### WORK TO COMPLETE
Wherever the string "bauble" appears in the entries below, return the line that holds it.

### DATA IN THIS EXERCISE
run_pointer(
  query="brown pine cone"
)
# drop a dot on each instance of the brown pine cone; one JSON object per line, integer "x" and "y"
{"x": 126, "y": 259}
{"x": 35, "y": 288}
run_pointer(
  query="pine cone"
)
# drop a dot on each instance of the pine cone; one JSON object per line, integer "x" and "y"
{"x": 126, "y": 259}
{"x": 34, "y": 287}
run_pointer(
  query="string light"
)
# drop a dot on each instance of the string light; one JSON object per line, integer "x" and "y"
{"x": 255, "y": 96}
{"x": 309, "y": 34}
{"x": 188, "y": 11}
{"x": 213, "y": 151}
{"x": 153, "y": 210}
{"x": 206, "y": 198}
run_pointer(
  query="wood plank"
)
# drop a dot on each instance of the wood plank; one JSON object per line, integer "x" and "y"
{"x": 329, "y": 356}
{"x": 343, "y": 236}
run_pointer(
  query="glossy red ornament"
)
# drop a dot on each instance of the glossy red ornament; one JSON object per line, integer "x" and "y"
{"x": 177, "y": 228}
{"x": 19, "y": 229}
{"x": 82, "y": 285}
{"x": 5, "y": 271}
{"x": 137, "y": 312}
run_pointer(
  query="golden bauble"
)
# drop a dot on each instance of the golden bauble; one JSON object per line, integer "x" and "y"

### RESPONSE TO THIS EXERCISE
  query="golden bauble"
# drop a dot on each instance of the golden bauble; one JSON object per line, integer "x" and "y"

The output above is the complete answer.